Only one stretch of the records below is wanted: the lines from the one holding "Category: tree" through the one holding "pixel 167 175". Return it exactly, both ends included.

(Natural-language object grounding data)
────────────────
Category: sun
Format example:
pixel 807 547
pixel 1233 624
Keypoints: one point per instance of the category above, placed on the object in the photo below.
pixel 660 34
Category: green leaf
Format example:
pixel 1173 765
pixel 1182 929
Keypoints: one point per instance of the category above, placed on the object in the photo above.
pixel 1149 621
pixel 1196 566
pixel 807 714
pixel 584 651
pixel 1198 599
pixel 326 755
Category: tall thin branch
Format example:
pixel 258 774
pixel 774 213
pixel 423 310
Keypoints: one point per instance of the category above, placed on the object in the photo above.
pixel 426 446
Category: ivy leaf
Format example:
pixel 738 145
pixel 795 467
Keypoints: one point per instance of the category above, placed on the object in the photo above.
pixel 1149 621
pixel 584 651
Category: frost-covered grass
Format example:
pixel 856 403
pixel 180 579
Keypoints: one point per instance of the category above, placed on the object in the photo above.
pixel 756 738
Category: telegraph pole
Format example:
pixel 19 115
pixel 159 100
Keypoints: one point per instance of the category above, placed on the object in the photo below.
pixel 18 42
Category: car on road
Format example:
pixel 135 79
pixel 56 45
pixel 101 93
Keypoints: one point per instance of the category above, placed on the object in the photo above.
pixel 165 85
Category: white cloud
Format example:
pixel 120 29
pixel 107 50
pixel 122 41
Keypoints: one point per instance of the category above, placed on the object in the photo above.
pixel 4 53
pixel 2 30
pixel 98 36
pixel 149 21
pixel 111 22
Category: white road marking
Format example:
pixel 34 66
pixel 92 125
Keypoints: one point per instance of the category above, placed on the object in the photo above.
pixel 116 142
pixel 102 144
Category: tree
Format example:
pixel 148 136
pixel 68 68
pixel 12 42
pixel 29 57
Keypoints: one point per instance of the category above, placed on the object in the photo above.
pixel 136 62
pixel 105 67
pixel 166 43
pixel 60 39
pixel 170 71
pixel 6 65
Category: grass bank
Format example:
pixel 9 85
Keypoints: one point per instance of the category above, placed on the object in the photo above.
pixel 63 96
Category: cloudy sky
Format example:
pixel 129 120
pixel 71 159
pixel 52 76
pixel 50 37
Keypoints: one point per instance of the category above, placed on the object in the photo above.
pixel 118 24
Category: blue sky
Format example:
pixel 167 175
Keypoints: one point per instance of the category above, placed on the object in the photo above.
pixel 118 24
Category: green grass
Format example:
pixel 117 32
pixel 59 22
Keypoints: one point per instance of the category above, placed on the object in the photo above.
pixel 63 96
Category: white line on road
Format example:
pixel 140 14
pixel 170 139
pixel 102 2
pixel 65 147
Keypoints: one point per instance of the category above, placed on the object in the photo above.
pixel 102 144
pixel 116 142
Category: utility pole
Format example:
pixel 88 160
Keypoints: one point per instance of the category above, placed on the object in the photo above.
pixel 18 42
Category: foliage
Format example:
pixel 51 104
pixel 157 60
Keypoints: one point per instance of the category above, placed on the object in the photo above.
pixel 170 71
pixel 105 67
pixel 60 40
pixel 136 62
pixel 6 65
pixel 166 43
────────────────
◆ Your response ◆
Category: tree
Format example:
pixel 148 136
pixel 68 68
pixel 12 42
pixel 29 57
Keypoints: one point per instance of the category above, placed on the object in the photo above.
pixel 136 62
pixel 105 67
pixel 166 43
pixel 60 39
pixel 170 71
pixel 6 65
Category: grass bank
Format example:
pixel 9 85
Keypoints: one point per instance of the category above, placed on the object in the photo above.
pixel 63 96
Category: cloudy sky
Format example:
pixel 129 120
pixel 71 159
pixel 52 76
pixel 50 37
Keypoints: one point per instance of the category above, placed on the object in the photo above.
pixel 118 24
Category: blue sky
Format example:
pixel 167 175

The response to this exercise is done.